▶ [Dataset records]:
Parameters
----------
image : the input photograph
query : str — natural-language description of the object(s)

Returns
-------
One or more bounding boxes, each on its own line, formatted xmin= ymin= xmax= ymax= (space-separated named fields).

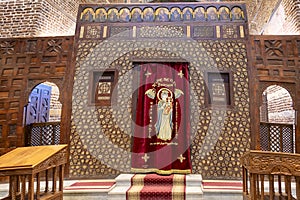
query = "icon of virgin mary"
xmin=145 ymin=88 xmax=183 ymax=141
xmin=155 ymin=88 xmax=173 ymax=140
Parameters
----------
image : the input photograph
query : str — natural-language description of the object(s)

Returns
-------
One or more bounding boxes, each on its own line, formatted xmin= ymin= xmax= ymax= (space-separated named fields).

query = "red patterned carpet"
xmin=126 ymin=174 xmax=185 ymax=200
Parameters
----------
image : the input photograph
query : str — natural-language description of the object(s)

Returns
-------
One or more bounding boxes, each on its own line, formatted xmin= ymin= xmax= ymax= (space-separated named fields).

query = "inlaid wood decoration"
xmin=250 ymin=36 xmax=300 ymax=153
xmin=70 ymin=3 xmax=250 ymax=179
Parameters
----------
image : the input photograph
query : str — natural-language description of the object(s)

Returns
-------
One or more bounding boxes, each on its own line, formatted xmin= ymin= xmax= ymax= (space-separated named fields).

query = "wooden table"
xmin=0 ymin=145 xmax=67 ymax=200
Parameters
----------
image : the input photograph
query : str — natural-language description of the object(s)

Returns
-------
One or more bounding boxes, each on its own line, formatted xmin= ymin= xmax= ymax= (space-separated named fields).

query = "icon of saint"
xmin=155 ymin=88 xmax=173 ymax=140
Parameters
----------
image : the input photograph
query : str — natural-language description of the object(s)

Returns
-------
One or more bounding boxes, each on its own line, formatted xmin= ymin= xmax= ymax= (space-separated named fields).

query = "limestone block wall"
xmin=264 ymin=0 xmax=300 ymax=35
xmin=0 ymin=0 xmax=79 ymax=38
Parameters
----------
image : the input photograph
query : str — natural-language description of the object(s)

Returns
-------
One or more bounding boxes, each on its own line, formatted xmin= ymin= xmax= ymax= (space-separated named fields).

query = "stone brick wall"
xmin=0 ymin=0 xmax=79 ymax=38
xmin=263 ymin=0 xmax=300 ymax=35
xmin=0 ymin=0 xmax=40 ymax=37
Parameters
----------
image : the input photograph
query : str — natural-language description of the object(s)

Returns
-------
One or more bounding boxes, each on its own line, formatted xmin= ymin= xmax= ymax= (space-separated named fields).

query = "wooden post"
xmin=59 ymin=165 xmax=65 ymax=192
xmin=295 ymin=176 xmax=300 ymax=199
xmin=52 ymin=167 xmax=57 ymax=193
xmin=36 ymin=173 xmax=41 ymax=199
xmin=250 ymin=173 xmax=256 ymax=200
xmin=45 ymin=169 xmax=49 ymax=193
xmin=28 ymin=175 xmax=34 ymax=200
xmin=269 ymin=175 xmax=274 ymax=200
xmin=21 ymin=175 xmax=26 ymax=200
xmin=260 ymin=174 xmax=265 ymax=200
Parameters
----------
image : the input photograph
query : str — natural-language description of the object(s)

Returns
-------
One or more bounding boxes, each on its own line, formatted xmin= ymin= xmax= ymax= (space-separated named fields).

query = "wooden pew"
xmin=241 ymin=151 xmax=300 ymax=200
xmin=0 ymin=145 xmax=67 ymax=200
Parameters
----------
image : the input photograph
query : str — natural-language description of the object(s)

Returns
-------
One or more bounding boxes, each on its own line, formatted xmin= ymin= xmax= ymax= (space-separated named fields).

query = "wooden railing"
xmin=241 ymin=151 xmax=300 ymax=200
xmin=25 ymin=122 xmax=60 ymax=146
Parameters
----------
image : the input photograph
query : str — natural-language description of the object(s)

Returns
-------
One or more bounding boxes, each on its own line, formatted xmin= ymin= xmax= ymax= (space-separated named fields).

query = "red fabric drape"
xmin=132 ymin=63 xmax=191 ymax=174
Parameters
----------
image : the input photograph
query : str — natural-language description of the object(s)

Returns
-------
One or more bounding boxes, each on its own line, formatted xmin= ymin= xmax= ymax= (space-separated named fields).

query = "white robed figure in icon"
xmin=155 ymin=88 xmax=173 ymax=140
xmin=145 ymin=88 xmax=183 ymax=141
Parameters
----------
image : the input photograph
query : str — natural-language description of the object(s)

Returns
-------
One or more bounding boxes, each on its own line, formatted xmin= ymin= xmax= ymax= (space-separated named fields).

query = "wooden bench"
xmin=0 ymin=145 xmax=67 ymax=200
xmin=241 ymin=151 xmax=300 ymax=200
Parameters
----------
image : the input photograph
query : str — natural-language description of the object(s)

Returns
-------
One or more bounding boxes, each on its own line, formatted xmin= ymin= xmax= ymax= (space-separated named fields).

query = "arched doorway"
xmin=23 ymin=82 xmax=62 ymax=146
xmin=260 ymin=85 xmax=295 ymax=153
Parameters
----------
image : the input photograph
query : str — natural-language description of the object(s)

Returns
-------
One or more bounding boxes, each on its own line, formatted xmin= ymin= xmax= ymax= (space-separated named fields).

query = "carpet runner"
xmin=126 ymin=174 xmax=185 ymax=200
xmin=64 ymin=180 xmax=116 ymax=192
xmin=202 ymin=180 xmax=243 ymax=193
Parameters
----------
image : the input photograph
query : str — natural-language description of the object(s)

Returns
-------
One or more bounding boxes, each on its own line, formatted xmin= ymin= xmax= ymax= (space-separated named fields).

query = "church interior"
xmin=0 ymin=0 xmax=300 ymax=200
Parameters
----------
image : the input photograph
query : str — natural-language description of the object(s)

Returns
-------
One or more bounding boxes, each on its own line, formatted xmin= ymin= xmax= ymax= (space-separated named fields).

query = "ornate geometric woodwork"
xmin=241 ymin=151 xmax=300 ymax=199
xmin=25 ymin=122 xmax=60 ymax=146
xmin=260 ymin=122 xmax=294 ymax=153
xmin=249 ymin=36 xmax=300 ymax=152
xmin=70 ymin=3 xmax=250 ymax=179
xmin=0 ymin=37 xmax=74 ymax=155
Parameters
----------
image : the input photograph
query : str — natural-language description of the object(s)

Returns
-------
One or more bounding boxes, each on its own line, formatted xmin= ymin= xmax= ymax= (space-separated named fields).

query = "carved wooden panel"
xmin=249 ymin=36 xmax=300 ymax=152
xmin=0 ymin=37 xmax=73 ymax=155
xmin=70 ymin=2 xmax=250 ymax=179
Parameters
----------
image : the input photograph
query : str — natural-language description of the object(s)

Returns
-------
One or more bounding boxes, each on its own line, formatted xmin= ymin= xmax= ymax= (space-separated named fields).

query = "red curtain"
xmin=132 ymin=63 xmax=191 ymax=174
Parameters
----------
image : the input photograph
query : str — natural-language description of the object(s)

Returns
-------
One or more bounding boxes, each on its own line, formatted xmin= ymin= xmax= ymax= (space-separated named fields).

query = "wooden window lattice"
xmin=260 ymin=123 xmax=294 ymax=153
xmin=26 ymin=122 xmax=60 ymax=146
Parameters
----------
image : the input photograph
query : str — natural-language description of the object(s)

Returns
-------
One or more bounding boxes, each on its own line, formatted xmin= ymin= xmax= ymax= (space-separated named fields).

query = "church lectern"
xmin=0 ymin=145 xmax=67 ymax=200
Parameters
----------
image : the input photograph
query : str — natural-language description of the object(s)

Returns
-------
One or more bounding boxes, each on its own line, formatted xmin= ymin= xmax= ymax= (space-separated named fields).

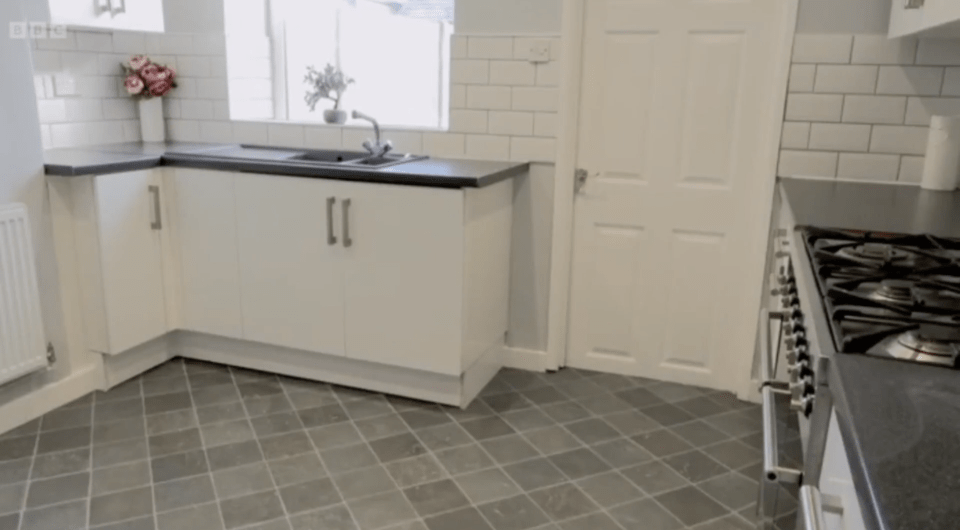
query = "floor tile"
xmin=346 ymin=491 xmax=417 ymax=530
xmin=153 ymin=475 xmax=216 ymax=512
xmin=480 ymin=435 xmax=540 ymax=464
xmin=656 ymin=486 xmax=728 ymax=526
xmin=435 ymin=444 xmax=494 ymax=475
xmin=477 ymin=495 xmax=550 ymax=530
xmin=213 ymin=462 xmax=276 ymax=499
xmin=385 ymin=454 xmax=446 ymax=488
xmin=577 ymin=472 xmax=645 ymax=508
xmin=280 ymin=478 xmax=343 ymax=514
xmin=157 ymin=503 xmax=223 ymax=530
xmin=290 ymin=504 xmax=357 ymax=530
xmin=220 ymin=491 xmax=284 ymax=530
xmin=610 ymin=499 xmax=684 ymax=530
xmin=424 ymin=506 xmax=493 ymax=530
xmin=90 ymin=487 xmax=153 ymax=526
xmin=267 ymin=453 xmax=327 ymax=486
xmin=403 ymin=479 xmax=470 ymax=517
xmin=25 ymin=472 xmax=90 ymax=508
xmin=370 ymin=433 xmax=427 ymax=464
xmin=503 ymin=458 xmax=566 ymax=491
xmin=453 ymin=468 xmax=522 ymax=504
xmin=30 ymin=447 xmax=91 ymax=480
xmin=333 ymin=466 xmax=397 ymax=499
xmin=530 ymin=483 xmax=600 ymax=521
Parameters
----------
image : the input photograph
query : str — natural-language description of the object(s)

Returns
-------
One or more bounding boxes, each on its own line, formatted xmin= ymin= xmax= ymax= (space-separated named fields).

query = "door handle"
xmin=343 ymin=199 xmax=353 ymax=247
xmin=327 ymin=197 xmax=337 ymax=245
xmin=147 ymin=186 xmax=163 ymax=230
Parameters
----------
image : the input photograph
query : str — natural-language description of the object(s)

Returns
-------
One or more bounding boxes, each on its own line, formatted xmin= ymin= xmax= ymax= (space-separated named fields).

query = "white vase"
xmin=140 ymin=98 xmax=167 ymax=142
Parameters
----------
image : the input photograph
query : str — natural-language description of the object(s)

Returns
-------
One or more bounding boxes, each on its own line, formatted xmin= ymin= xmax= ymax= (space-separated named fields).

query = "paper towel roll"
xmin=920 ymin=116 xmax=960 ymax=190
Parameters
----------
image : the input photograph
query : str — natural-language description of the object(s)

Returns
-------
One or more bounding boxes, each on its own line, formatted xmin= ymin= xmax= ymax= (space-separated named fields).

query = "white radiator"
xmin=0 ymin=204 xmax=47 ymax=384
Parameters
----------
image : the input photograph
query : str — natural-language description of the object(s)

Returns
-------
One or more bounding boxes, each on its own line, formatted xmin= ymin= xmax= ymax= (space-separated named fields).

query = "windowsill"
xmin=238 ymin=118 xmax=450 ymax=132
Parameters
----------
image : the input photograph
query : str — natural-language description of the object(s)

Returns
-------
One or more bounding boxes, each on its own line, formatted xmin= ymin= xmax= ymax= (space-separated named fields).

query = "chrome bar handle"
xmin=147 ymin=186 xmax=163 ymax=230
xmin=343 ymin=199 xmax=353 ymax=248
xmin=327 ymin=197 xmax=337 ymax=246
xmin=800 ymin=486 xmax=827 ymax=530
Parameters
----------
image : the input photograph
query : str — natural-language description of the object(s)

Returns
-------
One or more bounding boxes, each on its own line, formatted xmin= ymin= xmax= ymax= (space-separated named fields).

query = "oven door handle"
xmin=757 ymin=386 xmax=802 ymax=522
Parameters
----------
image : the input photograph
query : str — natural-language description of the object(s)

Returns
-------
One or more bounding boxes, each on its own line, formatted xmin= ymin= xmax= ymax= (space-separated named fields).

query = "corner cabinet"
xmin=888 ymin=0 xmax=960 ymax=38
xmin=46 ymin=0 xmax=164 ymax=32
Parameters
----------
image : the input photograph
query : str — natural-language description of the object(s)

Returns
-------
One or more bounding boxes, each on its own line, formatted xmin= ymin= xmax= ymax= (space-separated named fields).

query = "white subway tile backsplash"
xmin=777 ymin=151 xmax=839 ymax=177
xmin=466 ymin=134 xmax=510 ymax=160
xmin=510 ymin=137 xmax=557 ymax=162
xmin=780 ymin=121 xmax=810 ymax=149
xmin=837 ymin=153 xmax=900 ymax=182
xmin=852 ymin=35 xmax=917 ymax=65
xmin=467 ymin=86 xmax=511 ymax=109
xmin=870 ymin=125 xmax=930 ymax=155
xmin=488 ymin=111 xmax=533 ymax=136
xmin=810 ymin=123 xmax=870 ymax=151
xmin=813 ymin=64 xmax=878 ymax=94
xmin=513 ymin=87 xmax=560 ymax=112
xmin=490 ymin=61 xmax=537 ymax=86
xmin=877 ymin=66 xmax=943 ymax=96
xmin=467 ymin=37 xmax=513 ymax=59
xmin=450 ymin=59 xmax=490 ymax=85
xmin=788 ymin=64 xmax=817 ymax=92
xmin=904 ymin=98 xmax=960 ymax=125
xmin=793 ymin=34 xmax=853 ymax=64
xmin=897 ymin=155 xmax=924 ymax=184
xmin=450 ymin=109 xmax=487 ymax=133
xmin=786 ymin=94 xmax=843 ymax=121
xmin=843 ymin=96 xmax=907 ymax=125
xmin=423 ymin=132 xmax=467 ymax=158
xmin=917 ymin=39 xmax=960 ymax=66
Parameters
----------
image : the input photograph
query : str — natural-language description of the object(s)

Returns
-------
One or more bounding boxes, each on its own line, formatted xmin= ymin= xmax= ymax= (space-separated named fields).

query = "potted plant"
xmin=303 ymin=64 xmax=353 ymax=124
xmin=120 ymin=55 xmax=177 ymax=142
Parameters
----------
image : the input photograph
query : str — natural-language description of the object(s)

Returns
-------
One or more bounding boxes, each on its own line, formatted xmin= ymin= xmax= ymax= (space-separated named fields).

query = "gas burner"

▶ [Set task]: How many lines of the entries above contain the word "wooden"? Reply with the number alone.

▶ [Result of this exercise]: 7